Start of EXERCISE DATA

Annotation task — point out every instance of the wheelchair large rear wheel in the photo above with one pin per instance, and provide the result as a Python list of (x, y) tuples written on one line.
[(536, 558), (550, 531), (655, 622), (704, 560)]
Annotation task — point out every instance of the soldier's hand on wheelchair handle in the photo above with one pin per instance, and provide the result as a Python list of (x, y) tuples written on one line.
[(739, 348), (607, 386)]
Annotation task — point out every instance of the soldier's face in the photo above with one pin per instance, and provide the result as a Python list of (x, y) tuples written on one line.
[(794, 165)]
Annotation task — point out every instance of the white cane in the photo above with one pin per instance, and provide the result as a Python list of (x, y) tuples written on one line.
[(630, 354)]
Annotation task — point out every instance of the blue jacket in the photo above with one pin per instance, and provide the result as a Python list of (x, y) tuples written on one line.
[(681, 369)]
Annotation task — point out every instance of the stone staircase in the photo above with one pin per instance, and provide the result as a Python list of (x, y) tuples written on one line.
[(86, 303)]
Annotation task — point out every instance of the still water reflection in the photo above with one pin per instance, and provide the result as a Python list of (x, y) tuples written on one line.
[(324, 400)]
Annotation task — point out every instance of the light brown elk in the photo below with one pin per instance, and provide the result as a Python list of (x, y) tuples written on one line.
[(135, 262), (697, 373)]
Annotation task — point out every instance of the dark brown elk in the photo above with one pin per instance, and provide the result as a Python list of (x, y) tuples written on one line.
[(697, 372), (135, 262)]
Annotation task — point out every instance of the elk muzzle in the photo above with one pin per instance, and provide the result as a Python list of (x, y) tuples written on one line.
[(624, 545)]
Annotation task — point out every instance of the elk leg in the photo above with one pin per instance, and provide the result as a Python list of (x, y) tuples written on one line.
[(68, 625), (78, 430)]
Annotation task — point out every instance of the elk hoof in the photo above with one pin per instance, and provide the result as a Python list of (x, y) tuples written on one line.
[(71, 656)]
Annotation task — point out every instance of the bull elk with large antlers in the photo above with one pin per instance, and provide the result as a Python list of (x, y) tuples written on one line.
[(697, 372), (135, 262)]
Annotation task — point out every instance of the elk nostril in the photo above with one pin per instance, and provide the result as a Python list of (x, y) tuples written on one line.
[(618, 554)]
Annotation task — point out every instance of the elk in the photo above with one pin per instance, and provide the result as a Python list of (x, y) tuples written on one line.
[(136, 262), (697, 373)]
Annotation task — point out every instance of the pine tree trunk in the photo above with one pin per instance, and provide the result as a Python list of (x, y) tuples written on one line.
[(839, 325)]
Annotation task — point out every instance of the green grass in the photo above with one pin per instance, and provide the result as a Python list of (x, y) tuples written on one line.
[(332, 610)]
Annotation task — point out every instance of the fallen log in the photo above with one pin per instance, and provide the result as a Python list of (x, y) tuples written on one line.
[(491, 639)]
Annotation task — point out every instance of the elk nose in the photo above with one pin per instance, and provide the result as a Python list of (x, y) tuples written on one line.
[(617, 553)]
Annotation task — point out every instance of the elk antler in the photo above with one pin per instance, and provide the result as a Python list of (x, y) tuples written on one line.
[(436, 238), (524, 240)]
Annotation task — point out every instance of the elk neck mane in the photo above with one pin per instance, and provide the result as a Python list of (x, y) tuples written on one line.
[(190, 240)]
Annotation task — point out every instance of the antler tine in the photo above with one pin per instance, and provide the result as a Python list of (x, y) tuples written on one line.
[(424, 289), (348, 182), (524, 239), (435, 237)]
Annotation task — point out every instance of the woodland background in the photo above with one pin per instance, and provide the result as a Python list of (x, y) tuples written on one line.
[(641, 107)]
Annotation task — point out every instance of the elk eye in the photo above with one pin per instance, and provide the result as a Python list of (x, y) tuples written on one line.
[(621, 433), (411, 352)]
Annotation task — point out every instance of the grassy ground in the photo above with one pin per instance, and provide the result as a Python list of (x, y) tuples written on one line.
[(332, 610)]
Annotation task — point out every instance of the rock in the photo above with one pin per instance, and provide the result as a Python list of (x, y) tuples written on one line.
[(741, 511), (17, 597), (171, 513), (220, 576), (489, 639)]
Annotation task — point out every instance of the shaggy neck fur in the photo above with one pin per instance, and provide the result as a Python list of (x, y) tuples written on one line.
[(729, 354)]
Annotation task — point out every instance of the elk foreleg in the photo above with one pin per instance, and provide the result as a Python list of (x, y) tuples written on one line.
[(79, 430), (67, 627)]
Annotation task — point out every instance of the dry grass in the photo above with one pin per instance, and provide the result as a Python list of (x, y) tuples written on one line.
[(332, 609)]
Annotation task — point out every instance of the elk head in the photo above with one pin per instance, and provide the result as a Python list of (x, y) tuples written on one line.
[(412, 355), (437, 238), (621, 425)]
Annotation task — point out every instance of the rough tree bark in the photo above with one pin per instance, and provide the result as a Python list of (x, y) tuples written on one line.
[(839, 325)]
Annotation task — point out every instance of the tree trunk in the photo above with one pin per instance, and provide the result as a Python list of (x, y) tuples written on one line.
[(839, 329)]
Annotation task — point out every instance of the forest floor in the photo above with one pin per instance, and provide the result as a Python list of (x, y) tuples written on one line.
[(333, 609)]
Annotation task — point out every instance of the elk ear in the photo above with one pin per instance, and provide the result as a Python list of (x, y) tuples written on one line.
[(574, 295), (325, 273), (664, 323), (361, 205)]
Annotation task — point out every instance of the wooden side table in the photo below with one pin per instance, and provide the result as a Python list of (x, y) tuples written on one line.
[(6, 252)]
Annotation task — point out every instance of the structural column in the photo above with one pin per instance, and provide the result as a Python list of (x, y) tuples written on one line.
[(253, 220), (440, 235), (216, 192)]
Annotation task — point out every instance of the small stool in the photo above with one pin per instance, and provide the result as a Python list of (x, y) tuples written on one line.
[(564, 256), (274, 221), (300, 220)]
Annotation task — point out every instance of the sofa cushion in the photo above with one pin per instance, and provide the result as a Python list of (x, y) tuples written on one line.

End of EXERCISE DATA

■ YOUR ASSIGNMENT
Copy out the records in full, matching every line character for character.

■ ANSWER AREA
Annotation task — point out every instance of the wheelchair large rear wheel in the photo above with one pin per instance, and provide the result as a Python list of (x, y) tuples written on one line.
[(536, 558), (550, 531), (655, 622), (704, 560)]
Annotation task — point out every instance of the soldier's hand on wheelchair handle in the photo above with one pin per instance, and provide the result as a Python list of (x, y) tuples written on one line.
[(739, 348), (607, 386)]
Annotation task — point out every instance of the soldier's face in the photo above with one pin per instance, and provide the result as a Python list of (x, y) tuples written on one line.
[(794, 165)]
Annotation task — point out every instance of the white cane in the photo above with one pin per instance, and provide the result as a Python list of (x, y) tuples written on one line.
[(630, 354)]
Annotation task — point out every instance of the blue jacket in the photo above with one pin per instance, and provide the result as a Python list of (x, y) tuples written on one line.
[(681, 369)]
Annotation task — point out every instance of the stone staircase in the photo above with one pin per instance, and provide the result as a Python list of (x, y) tuples written on one line.
[(86, 303)]
Annotation task — point out every instance of the still water reflection in the photo above with one pin per instance, and provide the result as a Python list of (x, y) tuples written on one line.
[(324, 400)]
Annotation task — point out every instance of the light brown elk in the photo below with one pin per instance, and provide the result as a Python list of (x, y) tuples written on one line.
[(135, 262), (697, 373)]
Annotation task — point out every instance of the dark brown elk in the photo above with one pin per instance, and provide the result as a Python list of (x, y) tuples written on one line.
[(697, 372), (135, 262)]
Annotation task — point out every instance of the elk muzzle in the photo above with one pin per instance, and provide the result as a Python list of (x, y) tuples written on one line.
[(624, 545)]
Annotation task — point out every instance of the elk leg in the photo above with one pin per instance, and provide the result as a Python list of (x, y) tuples written on one line.
[(68, 625), (78, 430)]
Annotation task — point out every instance of the elk hoof in the photo above with one pin per instance, and provide the result as a Python list of (x, y) tuples written on one line.
[(71, 656)]
Annotation task — point out every instance of the bull elk with large antlers in the photo above with one pin per instance, and provide the result as a Python list of (x, y) tuples written on one line.
[(697, 372), (135, 262)]
Annotation task — point out every instance of the elk nostril in the photo above with one pin per instance, and provide the result as a Python list of (x, y) tuples written on one line.
[(618, 554)]
Annotation task — point out every instance of the elk in the photo above with one pin per instance, and provide the result as a Python list of (x, y) tuples written on one line.
[(136, 262), (697, 373)]
Annotation task — point out every instance of the pine tree trunk in the photo above with one pin per instance, and provide the result as a Python list of (x, y) tuples written on one line.
[(839, 325)]
Annotation task — point out every instance of the green grass in the photo above with one pin per instance, and provide the result as a Python list of (x, y) tuples written on one line.
[(332, 610)]
Annotation task — point out every instance of the fallen log in the photo above with one pin per instance, and provide the result as a Python list of (x, y) tuples written on one line.
[(491, 639)]
Annotation task — point out every instance of the elk nose in the photo above with one pin per instance, and provide the result as a Python list of (x, y) tuples written on one line.
[(617, 553)]
Annotation task — point out every instance of the elk antler in the photo above with one pin per instance, and provide the result as a Python list of (x, y) tuples written on one line.
[(436, 238), (524, 240)]
Annotation task — point out every instance of the elk neck mane in the photo above with one pin per instance, and provide the result as a Python list of (x, y) tuples written on one line.
[(190, 240)]
Annotation task — point out every instance of the antler tine in the photo above with one pin per instance, and provide the result as a Python list of (x, y) tuples written on one line.
[(424, 289), (348, 182), (524, 239), (435, 237)]
Annotation task — point out every instance of the woodland background in the photo above with one pin per instance, and provide the result as a Python list of (x, y) tuples written on one line.
[(641, 107)]
Annotation task — point out every instance of the elk eye in the photo above with one pin per instance, and provide the result as a Python list of (x, y) tuples written on one line.
[(621, 433), (411, 352)]
Annotation task — point out every instance of the grassy ground in the photo above with one pin per instance, and provide the result as a Python list of (x, y) tuples written on one line.
[(332, 610)]
Annotation task — point out every instance of the rock in the photo above with one pin per instance, and provide the result as a Python list of (x, y) tuples written on one line.
[(741, 511), (17, 597), (171, 513), (220, 576), (489, 639)]
Annotation task — point out every instance of the shaggy neck fur in the photo above with one pin per instance, and provide the result as a Python list of (x, y) tuples written on one line.
[(729, 354)]
Annotation task — point out every instance of the elk foreleg in the photo above with one pin per instance, and provide the result as a Python list of (x, y) tuples written on one line.
[(79, 430), (67, 627)]
Annotation task — point out every instance of the dry grass in the photo above with one pin per instance, and provide the result as a Python list of (x, y) tuples written on one line.
[(332, 609)]
Annotation task — point out every instance of the elk head in the photo above with one pin per instance, and provide the result as a Python list of (x, y) tuples written on one line.
[(412, 355), (437, 238), (621, 425)]
Annotation task — point out every instance of the rough tree bark in the photo above with one pin per instance, and provide the result as a Python list of (x, y) tuples written on one line.
[(839, 325)]
Annotation task — point out every instance of the tree trunk in the photo above with one pin per instance, and provide the result as a Python list of (x, y) tuples written on one line.
[(839, 329)]
Annotation task — point out every instance of the forest floor in the photo above with one pin per instance, and provide the result as a Python list of (x, y) tuples written on one line.
[(333, 609)]
Annotation task — point out every instance of the elk ear in the photo above with one pin per instance, and provide the result as a Python list of (x, y) tuples written on one line.
[(574, 295), (325, 273), (664, 323), (361, 205)]
Annotation task — point out every instance of the wooden side table in the photo below with one pin per instance, and provide the result as a Python list of (x, y) tuples written on one line.
[(6, 252)]
Annotation task — point out every instance of the structural column in the photo above with one pin per instance, and provide the result as a Python list of (x, y) tuples written on one line.
[(253, 220), (440, 235), (216, 192)]
Annotation task — point out every instance of the small stool in the photo above with one pin per instance, and provide the result as a Python list of (x, y) tuples written on one line.
[(564, 256), (274, 221), (300, 220)]
Annotation task — point out every instance of the sofa cushion in the photo above with one pin per instance, and provide the result as a Python list of (x, y) tuples written on one line.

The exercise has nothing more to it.